*Problem to work on*. Please convert every line in the rows below into a numbered list, leaving out any blank lines.

*Exercise input*.
────

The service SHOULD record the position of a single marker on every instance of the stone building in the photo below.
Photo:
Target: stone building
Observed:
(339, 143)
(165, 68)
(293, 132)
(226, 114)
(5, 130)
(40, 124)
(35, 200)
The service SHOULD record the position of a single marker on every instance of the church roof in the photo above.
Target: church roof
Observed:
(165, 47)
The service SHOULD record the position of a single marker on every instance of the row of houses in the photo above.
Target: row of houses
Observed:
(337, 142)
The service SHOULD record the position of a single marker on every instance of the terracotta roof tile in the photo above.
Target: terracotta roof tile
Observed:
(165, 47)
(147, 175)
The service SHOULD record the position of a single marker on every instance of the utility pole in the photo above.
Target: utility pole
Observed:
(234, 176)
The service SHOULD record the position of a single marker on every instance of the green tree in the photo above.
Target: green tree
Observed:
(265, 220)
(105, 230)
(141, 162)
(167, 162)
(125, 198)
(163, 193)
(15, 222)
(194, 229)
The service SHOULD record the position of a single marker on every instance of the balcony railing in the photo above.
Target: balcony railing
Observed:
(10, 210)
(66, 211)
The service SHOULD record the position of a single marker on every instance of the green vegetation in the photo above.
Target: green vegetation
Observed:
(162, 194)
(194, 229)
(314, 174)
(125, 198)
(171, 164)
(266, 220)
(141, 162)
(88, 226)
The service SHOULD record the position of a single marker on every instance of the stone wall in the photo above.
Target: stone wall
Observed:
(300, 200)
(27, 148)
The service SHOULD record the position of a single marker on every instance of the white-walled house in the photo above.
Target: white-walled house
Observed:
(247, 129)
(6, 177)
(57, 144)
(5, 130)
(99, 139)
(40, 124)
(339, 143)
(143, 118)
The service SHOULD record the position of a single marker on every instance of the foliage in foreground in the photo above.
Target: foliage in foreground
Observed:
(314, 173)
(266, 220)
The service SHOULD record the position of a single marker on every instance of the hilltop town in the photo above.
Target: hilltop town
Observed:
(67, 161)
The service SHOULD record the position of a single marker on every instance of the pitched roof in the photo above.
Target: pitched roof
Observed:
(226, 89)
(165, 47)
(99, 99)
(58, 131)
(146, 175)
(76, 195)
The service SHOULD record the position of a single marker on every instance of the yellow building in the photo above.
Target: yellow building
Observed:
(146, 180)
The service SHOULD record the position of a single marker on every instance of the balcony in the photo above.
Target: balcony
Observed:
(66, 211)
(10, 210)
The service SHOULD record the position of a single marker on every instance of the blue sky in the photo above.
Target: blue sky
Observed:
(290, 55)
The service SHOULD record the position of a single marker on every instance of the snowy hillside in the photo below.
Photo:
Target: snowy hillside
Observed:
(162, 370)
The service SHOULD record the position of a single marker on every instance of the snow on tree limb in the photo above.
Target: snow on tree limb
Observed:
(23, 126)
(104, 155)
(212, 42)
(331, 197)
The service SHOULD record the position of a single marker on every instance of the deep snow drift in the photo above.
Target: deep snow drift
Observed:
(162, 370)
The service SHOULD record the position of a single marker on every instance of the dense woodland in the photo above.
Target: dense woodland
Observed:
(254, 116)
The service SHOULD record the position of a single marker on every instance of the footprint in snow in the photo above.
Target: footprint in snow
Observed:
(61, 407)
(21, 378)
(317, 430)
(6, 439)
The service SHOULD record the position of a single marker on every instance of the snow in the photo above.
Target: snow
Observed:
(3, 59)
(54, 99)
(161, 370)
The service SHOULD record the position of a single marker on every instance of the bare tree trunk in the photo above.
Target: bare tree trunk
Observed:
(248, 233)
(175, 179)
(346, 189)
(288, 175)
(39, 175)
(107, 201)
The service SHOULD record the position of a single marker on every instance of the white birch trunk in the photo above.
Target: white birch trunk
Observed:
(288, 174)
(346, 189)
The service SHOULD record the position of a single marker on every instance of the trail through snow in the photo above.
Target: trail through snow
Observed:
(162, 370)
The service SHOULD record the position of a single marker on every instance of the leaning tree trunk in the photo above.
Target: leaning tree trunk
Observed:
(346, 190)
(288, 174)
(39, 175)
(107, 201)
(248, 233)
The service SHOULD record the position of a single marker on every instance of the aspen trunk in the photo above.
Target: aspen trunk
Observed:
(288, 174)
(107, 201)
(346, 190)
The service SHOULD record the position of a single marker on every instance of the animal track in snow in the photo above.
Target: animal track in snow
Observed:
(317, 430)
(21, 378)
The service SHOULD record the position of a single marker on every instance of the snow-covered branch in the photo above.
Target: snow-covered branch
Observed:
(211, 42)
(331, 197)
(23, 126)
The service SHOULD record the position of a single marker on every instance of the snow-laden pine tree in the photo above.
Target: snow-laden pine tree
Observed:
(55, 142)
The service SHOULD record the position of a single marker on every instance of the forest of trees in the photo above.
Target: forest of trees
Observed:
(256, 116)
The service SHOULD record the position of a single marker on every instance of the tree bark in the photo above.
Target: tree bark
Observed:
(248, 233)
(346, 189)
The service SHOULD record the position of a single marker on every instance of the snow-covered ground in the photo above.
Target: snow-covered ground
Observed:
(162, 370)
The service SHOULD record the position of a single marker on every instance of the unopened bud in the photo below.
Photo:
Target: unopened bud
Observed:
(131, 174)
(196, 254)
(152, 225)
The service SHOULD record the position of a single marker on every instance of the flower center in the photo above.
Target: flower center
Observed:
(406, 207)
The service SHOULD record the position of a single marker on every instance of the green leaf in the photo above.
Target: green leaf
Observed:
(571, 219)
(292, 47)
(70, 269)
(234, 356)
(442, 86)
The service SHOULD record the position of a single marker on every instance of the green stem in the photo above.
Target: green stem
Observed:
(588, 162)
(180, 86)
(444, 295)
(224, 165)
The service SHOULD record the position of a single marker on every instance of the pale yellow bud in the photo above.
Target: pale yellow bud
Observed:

────

*Exercise answer*.
1. The service SHOULD record the position of a single marker on every instance of the stone building in the photo below.
2. Photo:
3. Target: stone building
4. Observed:
5. (339, 143)
6. (165, 68)
7. (293, 132)
8. (226, 114)
9. (5, 130)
10. (40, 124)
11. (35, 200)
12. The service SHOULD record the position of a single marker on every instance of the church roof in the photo above.
13. Target: church roof
14. Observed:
15. (165, 47)
16. The service SHOULD record the position of a single marker on every instance of the row of houses in the photo above.
17. Target: row of houses
18. Observed:
19. (337, 142)
20. The service SHOULD record the position of a single marker on every instance of the terracotta roof tile in the photo above.
21. Target: terracotta roof tile
22. Observed:
23. (165, 47)
24. (147, 175)
25. The service SHOULD record the position of a single marker on every instance of the utility pole in the photo above.
26. Target: utility pole
27. Observed:
28. (234, 176)
29. The service SHOULD record the position of a single marker on every instance of the green tree in the photo above.
30. Target: green tree
31. Observed:
32. (265, 220)
33. (105, 230)
34. (141, 162)
35. (167, 162)
36. (125, 198)
37. (163, 193)
38. (15, 222)
39. (194, 229)
40. The service SHOULD record the position of a single marker on every instance of the balcony railing in the photo above.
41. Target: balcony railing
42. Observed:
43. (10, 210)
44. (66, 211)
45. The service SHOULD record the position of a single marker on every instance of the green vegetation in the photo above.
46. Target: green vegetation
47. Observed:
48. (162, 194)
49. (194, 229)
50. (314, 174)
51. (125, 198)
52. (171, 164)
53. (266, 220)
54. (141, 162)
55. (88, 226)
56. The service SHOULD record the position of a single marker on every instance of the stone wall in the photo above.
57. Target: stone wall
58. Observed:
59. (300, 200)
60. (27, 148)
61. The service SHOULD record the position of a single marker on every instance of the white-walled house in the photo above.
62. Target: white-walled house
63. Observed:
64. (247, 129)
65. (6, 177)
66. (57, 144)
67. (5, 130)
68. (99, 139)
69. (40, 124)
70. (339, 143)
71. (143, 118)
72. The service SHOULD record the position of a single marker on every instance of the foliage in foreground in the photo above.
73. Target: foliage in foreground
74. Observed:
75. (314, 173)
76. (266, 220)
77. The service SHOULD record the position of a single marker on every instance of the hilltop town in the photo above.
78. Target: hilltop town
79. Observed:
80. (67, 161)
81. The service SHOULD record the position of a single marker on every instance of the pitched roof in the photo above.
82. Target: pitched roof
83. Observed:
84. (226, 89)
85. (165, 47)
86. (99, 99)
87. (58, 131)
88. (146, 175)
89. (76, 195)
90. The service SHOULD record the position of a single marker on every instance of the yellow building in the photo above.
91. Target: yellow building
92. Observed:
93. (146, 180)
94. The service SHOULD record the position of a single marker on every instance of the balcony in the photo above.
95. Target: balcony
96. Observed:
97. (66, 211)
98. (10, 210)
99. The service SHOULD record the position of a single marker on every instance of the blue sky in the photo above.
100. Target: blue sky
101. Observed:
102. (290, 55)
103. The service SHOULD record the position of a single marker on every instance of the snowy hillside in the photo below.
104. Photo:
105. Target: snowy hillside
106. Observed:
107. (162, 370)
108. The service SHOULD record the position of a single marker on every instance of the snow on tree limb in the photo above.
109. Target: snow on tree limb
110. Observed:
111. (23, 126)
112. (104, 155)
113. (212, 42)
114. (331, 197)
115. The service SHOULD record the position of a single marker on every instance of the deep snow drift in the photo above.
116. Target: deep snow drift
117. Observed:
118. (162, 370)
119. The service SHOULD record the position of a single marker on every instance of the dense woodland in the photo above.
120. Target: dense woodland
121. Observed:
122. (254, 116)
123. The service SHOULD record the position of a single marker on every instance of the footprint in snow in the photo above.
124. Target: footprint in snow
125. Observed:
126. (61, 407)
127. (21, 378)
128. (317, 430)
129. (6, 439)
130. The service SHOULD record the position of a single marker on every instance of the snow in the photo above.
131. Target: snow
132. Observed:
133. (3, 59)
134. (54, 99)
135. (161, 370)
136. The service SHOULD record the position of a single marker on every instance of the bare tree trunk in the photo above.
137. Target: bare tree trunk
138. Observed:
139. (248, 233)
140. (175, 179)
141. (346, 189)
142. (288, 175)
143. (39, 175)
144. (107, 201)
145. The service SHOULD record the position of a single marker on every instance of the white birch trunk in the photo above.
146. Target: white birch trunk
147. Observed:
148. (288, 174)
149. (346, 189)
150. The service SHOULD record the position of a single marker on every instance of the trail through snow in the photo above.
151. Target: trail through snow
152. Observed:
153. (162, 370)
154. The service SHOULD record the position of a single marker on every instance of the leaning tree trunk in the photo above.
155. Target: leaning tree trunk
156. Observed:
157. (346, 190)
158. (288, 174)
159. (39, 175)
160. (107, 201)
161. (248, 233)
162. The service SHOULD record the position of a single marker on every instance of the aspen trunk in the photo above.
163. Target: aspen trunk
164. Observed:
165. (288, 174)
166. (107, 201)
167. (346, 190)
168. The service SHOULD record the position of a single marker on every instance of the animal track in snow in the photo above.
169. Target: animal track in snow
170. Observed:
171. (317, 430)
172. (21, 378)
173. The service SHOULD record the position of a single marker on every instance of the snow-covered branch in the photo above.
174. Target: snow-covered branch
175. Observed:
176. (211, 42)
177. (331, 197)
178. (23, 126)
179. The service SHOULD record the position of a single marker on every instance of the snow-laden pine tree in the photo above.
180. Target: snow-laden pine tree
181. Observed:
182. (55, 142)
183. The service SHOULD record the position of a single marker on every instance of the forest of trees in the photo above.
184. Target: forest of trees
185. Observed:
186. (256, 116)
187. The service SHOULD record the position of a single marker on every instance of the tree bark in the photo above.
188. Target: tree bark
189. Observed:
190. (248, 233)
191. (346, 189)
192. The service SHOULD record the position of a single marker on every instance of the snow-covered ground in the photo above.
193. Target: snow-covered ground
194. Observed:
195. (162, 370)
196. The service SHOULD record the position of a single marker on every instance of the unopened bud in the photo below.
197. Photo:
198. Target: unopened bud
199. Observed:
200. (131, 174)
201. (196, 254)
202. (152, 225)
203. The service SHOULD record the position of a single marker on every instance of the flower center in the photo above.
204. Target: flower center
205. Observed:
206. (406, 207)
207. The service SHOULD record the position of a single marker on every instance of the green leaf in the photo above.
208. Target: green leaf
209. Observed:
210. (571, 219)
211. (292, 47)
212. (70, 269)
213. (234, 356)
214. (442, 86)
215. The service SHOULD record the position of a single marker on every instance of the green stem in the photo above.
216. Target: green stem
217. Observed:
218. (588, 162)
219. (180, 86)
220. (444, 295)
221. (224, 165)
222. The service SHOULD record the position of a single marker on every instance of the pale yellow bud in the photo above.
223. Target: pale yellow bud
224. Observed:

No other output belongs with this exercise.